• [Instructions to follow] Copy each of the lines below word for word, leaving out the pictures.

Shape annotation lines:
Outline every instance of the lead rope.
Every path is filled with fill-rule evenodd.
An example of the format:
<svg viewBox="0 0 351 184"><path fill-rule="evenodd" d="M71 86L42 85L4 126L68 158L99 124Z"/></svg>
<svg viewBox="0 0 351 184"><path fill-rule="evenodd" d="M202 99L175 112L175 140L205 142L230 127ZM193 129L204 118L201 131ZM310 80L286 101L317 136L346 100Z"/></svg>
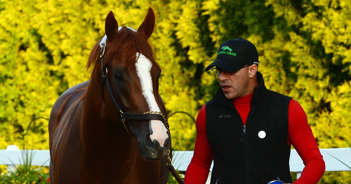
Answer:
<svg viewBox="0 0 351 184"><path fill-rule="evenodd" d="M177 171L174 169L174 168L173 167L173 163L172 162L172 159L170 157L170 153L171 151L170 151L170 150L168 150L168 152L167 153L167 162L166 164L167 169L172 173L172 175L173 175L173 176L174 177L177 182L178 182L178 183L179 184L184 184L183 180L179 176L179 175L178 174L178 173L177 172Z"/></svg>

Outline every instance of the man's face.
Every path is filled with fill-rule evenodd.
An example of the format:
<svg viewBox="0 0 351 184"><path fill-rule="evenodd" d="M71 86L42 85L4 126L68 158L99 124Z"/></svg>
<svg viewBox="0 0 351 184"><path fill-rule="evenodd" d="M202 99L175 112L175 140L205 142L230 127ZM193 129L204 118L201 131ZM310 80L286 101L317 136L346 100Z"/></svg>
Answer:
<svg viewBox="0 0 351 184"><path fill-rule="evenodd" d="M251 66L244 67L235 72L218 69L218 80L226 97L232 99L252 93L249 86L249 70Z"/></svg>

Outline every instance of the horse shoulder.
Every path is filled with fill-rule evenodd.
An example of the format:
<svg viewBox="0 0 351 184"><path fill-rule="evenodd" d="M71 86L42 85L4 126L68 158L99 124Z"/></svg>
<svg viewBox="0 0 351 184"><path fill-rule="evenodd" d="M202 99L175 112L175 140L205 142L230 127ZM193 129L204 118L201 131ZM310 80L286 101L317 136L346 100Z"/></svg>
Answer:
<svg viewBox="0 0 351 184"><path fill-rule="evenodd" d="M86 81L69 88L64 92L54 104L49 120L49 134L50 138L52 138L62 116L67 111L67 110L69 109L70 106L77 104L77 101L82 100L86 91L89 81Z"/></svg>

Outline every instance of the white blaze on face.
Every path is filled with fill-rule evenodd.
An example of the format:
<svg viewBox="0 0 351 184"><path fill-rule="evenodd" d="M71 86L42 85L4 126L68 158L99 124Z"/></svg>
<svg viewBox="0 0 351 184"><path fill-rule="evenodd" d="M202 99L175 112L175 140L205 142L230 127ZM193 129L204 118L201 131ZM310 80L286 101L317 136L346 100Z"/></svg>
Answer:
<svg viewBox="0 0 351 184"><path fill-rule="evenodd" d="M160 112L153 93L150 72L152 63L141 53L137 53L137 59L135 66L137 73L140 79L143 94L146 99L150 111ZM161 147L164 147L165 141L168 138L168 135L167 134L167 129L163 123L159 120L152 120L150 121L150 124L153 132L152 134L150 135L151 141L156 140L160 143Z"/></svg>

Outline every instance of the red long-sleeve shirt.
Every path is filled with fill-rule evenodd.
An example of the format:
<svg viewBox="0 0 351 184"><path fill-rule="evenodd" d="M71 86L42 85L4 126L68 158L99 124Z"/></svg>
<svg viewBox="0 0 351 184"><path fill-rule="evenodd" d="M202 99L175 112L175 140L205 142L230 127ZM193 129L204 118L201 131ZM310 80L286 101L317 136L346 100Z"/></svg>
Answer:
<svg viewBox="0 0 351 184"><path fill-rule="evenodd" d="M233 100L233 103L244 124L246 123L253 94ZM206 134L206 105L200 110L196 119L197 135L194 155L185 172L186 184L205 183L213 160L213 153ZM301 176L294 184L317 183L324 173L325 164L302 107L291 99L289 104L288 145L296 150L305 165Z"/></svg>

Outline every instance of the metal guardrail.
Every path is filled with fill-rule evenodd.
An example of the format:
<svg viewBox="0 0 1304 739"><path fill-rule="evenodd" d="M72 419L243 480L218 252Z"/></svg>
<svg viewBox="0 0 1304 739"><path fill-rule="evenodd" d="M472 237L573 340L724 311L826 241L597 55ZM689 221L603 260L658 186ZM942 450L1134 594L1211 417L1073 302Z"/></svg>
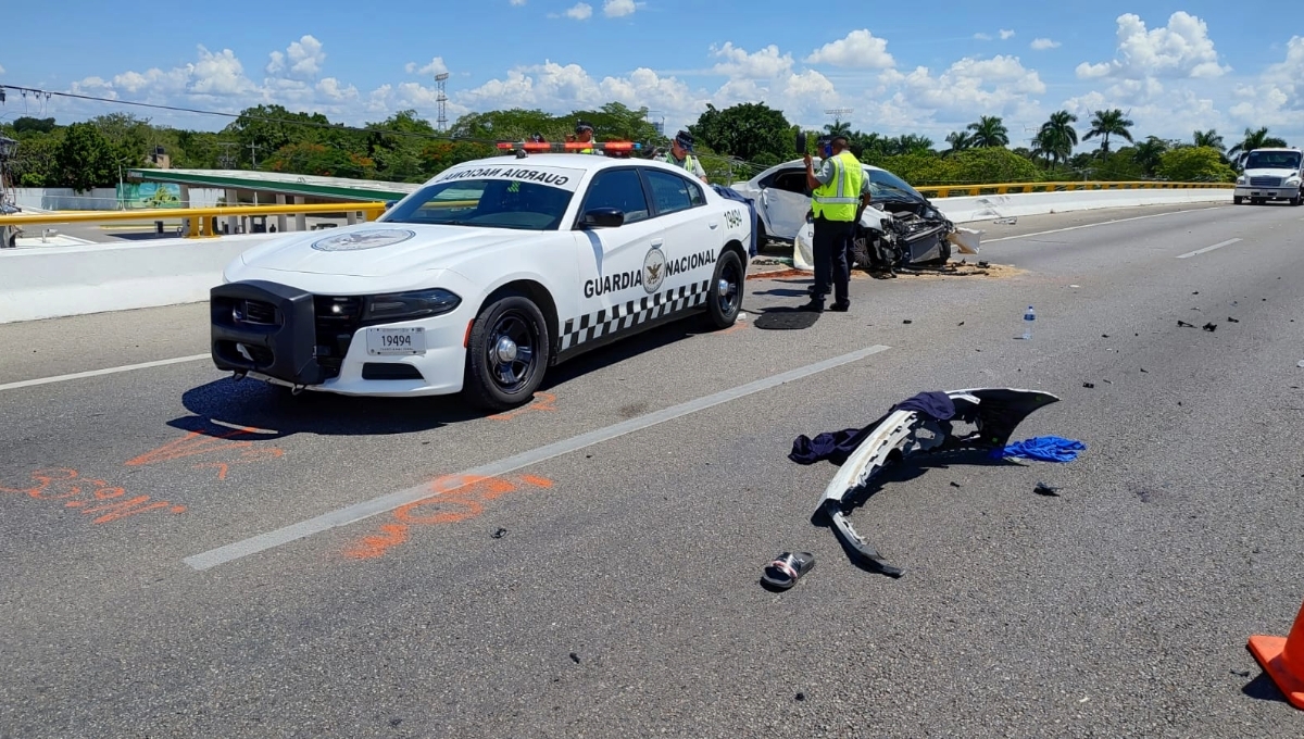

• [Task answer]
Outline every instance of the lead rope.
Every path is filled with fill-rule evenodd.
An example of the format:
<svg viewBox="0 0 351 184"><path fill-rule="evenodd" d="M71 86L42 85L4 126L68 158L99 124Z"/></svg>
<svg viewBox="0 0 351 184"><path fill-rule="evenodd" d="M202 99L175 112L175 140L205 142L230 127ZM193 129L204 118L201 131ZM310 80L286 101L317 136L346 100Z"/></svg>
Answer:
<svg viewBox="0 0 351 184"><path fill-rule="evenodd" d="M177 171L174 169L174 168L173 167L173 163L172 162L172 159L170 157L170 153L171 151L170 151L170 150L168 150L168 152L167 153L167 162L166 164L167 169L172 173L172 175L173 175L173 176L174 177L177 182L178 182L178 183L179 184L184 184L183 180L179 176L179 175L178 174L178 173L177 172Z"/></svg>

Outline every instance of the man's face.
Every path is filled with fill-rule evenodd.
An example of the format:
<svg viewBox="0 0 351 184"><path fill-rule="evenodd" d="M71 86L42 85L4 126L68 158L99 124Z"/></svg>
<svg viewBox="0 0 351 184"><path fill-rule="evenodd" d="M202 99L175 112L175 140L205 142L230 127ZM193 129L204 118L201 131ZM310 80L286 101L317 136L346 100Z"/></svg>
Answer:
<svg viewBox="0 0 351 184"><path fill-rule="evenodd" d="M251 66L244 67L235 72L218 69L218 80L226 97L232 99L252 93L249 86L249 70Z"/></svg>

Outline every instance of the horse shoulder.
Every path is filled with fill-rule evenodd.
An example of the format:
<svg viewBox="0 0 351 184"><path fill-rule="evenodd" d="M71 86L42 85L4 126L68 158L99 124Z"/></svg>
<svg viewBox="0 0 351 184"><path fill-rule="evenodd" d="M202 99L175 112L175 140L205 142L230 127ZM193 129L204 118L201 131ZM310 80L286 101L317 136L346 100Z"/></svg>
Answer:
<svg viewBox="0 0 351 184"><path fill-rule="evenodd" d="M86 81L69 88L64 92L54 104L49 120L49 134L50 138L52 138L62 116L67 111L67 110L69 109L70 106L77 104L77 101L82 100L86 91L89 81Z"/></svg>

Outline every instance of the white blaze on face.
Every path is filled with fill-rule evenodd.
An example of the format:
<svg viewBox="0 0 351 184"><path fill-rule="evenodd" d="M71 86L42 85L4 126L68 158L99 124Z"/></svg>
<svg viewBox="0 0 351 184"><path fill-rule="evenodd" d="M202 99L175 112L175 140L205 142L230 127ZM193 129L204 118L201 131ZM310 80L286 101L317 136L346 100Z"/></svg>
Answer:
<svg viewBox="0 0 351 184"><path fill-rule="evenodd" d="M160 112L153 93L150 72L152 63L141 53L137 53L137 59L135 66L137 73L140 79L143 94L146 99L150 111ZM161 147L164 147L165 141L168 138L168 135L167 134L167 129L163 123L159 120L152 120L150 121L150 124L153 132L152 134L150 135L151 141L156 140L160 143Z"/></svg>

Outline every instance of the red long-sleeve shirt.
Every path is filled with fill-rule evenodd.
An example of the format:
<svg viewBox="0 0 351 184"><path fill-rule="evenodd" d="M71 86L42 85L4 126L68 158L99 124Z"/></svg>
<svg viewBox="0 0 351 184"><path fill-rule="evenodd" d="M202 99L175 112L175 140L205 142L230 127ZM193 129L204 118L201 131ZM310 80L286 101L317 136L346 100Z"/></svg>
Answer:
<svg viewBox="0 0 351 184"><path fill-rule="evenodd" d="M233 100L233 103L244 124L246 123L253 94ZM206 134L206 105L200 110L196 119L197 135L194 155L185 172L186 184L205 183L213 160L213 153ZM301 176L294 184L317 183L324 173L325 164L302 107L291 99L289 104L288 145L296 150L305 165Z"/></svg>

Outline every instance of the metal guardrail.
Every path is filled with fill-rule evenodd.
An example of the format:
<svg viewBox="0 0 1304 739"><path fill-rule="evenodd" d="M72 419L243 480L218 252Z"/></svg>
<svg viewBox="0 0 1304 739"><path fill-rule="evenodd" d="M472 237L573 340L724 311L826 241L597 55ZM689 221L603 260L658 186ZM942 450L1134 594L1211 417L1073 302Z"/></svg>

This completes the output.